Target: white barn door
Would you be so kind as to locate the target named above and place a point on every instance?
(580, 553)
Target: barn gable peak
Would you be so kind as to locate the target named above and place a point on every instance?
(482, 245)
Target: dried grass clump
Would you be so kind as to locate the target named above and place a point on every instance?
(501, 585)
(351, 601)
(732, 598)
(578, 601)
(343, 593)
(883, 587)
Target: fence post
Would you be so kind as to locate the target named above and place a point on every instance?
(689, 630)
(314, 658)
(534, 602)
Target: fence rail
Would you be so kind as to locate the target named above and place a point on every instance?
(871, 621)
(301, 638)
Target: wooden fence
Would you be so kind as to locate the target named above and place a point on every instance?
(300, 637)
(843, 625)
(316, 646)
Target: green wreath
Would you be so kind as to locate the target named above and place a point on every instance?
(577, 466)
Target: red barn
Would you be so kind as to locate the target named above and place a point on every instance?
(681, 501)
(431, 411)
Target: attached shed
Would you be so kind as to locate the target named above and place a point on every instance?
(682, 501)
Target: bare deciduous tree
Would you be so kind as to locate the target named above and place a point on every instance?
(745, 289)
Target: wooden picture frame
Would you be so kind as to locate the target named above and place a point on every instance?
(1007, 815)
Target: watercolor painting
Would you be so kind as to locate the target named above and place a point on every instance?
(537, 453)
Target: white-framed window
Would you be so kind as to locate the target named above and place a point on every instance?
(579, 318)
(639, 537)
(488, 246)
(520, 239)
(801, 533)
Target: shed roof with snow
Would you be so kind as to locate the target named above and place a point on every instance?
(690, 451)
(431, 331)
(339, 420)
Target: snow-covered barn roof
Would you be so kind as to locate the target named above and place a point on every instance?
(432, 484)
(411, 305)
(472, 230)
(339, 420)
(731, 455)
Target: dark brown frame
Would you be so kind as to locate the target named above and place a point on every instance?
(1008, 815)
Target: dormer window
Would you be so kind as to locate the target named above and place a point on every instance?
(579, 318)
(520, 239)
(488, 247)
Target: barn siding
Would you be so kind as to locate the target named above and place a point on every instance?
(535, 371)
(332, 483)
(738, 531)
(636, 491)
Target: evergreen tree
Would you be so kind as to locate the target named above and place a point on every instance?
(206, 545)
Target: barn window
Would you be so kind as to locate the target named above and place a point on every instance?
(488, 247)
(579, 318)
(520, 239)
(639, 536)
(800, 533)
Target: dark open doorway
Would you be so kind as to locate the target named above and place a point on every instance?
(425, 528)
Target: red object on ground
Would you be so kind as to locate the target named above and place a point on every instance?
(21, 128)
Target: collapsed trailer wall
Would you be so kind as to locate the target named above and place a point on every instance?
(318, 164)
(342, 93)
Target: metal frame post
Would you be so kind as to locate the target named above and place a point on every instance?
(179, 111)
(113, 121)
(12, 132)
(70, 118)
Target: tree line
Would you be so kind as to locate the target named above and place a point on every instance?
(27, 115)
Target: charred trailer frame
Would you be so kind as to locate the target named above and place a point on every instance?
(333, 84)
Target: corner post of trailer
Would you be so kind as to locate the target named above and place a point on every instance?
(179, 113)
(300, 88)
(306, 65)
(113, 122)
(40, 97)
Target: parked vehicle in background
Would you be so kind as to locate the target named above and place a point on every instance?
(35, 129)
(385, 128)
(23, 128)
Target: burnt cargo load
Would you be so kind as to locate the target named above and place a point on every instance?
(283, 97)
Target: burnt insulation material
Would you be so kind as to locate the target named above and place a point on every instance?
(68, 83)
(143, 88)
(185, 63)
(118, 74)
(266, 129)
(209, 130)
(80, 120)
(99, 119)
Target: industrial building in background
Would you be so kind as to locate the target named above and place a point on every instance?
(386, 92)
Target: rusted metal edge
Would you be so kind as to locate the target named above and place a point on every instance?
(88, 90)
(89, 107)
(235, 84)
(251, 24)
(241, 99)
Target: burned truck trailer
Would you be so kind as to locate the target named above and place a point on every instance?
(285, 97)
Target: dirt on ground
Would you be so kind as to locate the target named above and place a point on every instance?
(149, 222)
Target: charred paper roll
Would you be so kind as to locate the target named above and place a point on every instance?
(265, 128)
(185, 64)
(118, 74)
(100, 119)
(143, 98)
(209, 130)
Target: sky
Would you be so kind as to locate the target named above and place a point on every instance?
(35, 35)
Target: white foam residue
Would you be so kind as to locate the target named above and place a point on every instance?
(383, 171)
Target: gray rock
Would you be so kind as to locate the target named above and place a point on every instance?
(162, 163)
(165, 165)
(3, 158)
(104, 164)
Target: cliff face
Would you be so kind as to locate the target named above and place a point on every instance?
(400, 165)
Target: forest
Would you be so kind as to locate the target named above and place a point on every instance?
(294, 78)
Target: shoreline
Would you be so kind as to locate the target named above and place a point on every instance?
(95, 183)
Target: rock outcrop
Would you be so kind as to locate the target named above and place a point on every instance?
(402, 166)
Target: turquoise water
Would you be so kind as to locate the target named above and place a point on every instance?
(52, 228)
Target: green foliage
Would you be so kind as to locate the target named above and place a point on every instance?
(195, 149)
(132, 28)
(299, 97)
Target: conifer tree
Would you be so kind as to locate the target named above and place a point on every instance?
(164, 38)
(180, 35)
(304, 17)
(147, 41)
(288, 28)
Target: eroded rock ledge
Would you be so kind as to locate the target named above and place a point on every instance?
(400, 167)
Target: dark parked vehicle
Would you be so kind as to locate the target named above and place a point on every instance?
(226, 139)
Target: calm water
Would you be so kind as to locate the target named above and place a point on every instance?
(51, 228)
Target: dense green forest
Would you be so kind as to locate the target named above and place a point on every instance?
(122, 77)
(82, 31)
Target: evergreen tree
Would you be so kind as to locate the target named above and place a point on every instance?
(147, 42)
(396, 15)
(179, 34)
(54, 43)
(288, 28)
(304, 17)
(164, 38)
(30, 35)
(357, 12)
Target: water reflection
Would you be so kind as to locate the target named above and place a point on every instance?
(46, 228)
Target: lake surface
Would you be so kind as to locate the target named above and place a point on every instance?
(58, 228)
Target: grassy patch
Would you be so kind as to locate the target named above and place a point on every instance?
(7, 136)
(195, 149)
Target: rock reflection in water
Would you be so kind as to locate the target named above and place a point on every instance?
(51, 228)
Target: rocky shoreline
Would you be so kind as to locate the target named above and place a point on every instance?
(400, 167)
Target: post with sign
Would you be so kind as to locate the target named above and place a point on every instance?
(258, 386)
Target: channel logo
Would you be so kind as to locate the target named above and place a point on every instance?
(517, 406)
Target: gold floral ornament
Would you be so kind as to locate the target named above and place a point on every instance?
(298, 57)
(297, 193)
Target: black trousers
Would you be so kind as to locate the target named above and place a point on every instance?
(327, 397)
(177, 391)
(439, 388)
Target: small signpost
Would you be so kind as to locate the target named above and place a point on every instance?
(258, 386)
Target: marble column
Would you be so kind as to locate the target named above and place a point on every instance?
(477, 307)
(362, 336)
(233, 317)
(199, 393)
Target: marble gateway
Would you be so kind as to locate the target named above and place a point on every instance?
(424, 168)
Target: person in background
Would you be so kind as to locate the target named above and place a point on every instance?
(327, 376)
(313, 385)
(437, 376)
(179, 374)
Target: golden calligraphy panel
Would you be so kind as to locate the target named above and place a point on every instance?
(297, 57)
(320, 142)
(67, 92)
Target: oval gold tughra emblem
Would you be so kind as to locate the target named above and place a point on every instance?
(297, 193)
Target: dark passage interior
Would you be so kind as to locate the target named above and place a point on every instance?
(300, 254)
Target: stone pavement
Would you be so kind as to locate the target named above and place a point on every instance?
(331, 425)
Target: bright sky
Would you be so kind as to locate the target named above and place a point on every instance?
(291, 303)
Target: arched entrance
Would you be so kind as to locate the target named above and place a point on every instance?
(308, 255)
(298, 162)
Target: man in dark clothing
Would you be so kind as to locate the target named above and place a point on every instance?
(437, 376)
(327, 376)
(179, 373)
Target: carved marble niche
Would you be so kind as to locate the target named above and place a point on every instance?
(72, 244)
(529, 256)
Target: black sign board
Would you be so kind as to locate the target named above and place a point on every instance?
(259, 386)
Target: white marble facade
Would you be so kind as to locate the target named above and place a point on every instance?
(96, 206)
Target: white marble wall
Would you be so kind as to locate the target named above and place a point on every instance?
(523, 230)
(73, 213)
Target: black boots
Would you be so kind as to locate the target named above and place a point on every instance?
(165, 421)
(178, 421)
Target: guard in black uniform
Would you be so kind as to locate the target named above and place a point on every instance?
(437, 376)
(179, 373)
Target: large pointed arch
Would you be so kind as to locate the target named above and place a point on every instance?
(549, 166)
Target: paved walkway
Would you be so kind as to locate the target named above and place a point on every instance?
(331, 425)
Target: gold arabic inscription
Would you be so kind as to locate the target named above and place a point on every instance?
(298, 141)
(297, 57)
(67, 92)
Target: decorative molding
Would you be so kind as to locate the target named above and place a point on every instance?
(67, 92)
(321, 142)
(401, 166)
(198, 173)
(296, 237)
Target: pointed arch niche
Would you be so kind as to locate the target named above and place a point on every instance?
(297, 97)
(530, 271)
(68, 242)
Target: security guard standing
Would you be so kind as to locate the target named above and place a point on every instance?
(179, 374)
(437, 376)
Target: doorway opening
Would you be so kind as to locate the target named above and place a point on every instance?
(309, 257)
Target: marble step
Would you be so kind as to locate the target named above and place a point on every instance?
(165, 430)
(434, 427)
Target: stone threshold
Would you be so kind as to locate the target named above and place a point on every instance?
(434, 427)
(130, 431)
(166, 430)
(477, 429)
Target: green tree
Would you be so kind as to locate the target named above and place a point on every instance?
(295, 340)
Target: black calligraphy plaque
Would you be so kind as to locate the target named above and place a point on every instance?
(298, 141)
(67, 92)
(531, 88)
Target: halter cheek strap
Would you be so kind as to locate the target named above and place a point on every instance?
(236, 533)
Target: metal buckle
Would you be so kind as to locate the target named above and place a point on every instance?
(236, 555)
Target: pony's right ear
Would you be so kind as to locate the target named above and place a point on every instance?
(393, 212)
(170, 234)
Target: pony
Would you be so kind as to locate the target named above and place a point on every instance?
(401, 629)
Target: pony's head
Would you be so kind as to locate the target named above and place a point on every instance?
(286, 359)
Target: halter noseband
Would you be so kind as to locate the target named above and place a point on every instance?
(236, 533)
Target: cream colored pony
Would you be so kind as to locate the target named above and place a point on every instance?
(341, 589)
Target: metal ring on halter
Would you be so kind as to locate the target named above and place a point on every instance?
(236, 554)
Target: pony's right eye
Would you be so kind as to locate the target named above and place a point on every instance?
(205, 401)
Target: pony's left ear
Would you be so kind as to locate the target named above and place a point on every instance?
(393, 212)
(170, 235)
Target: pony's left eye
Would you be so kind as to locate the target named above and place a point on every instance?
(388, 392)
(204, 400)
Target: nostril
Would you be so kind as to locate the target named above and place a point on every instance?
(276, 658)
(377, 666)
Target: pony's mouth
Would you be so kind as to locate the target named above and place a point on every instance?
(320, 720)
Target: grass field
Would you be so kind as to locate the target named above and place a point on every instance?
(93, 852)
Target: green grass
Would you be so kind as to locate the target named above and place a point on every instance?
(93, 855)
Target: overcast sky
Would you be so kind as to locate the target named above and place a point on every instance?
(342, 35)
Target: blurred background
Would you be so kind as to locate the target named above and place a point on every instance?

# Work required
Each line from the one with "Target: pony's mouth" through the last line of the records must be written out word for word. Include nothing else.

# Response to this task
Target: pony's mouth
Would you be so kind as to locate the target named above and place a point on every instance?
(320, 720)
Target: grass field
Would you be so kind as to locate the target named above and place a point on every instance?
(93, 852)
Target: green grass
Would you be so kind as to locate the target named above and place a point on every instance?
(93, 855)
Target: overcast sky
Would you be so kind as to locate the target named above and place a point on every instance?
(342, 35)
Target: blurred background
Would you be so kind as to locate the target named above and place a point on every instance?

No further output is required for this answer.